> _What you are asked to do_:
Please return every one of the records below word for word, with nothing changed.

> _Record set_:
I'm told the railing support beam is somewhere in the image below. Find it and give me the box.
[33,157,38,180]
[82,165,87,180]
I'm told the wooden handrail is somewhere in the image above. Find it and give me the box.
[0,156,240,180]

> _Exercise response_:
I'm told the railing support beam is somewhere in the image below. Find it and give me the box.
[33,157,38,180]
[82,165,87,180]
I'm told the wooden handrail is somewhere in the image above. Find it and give me the box.
[0,156,240,180]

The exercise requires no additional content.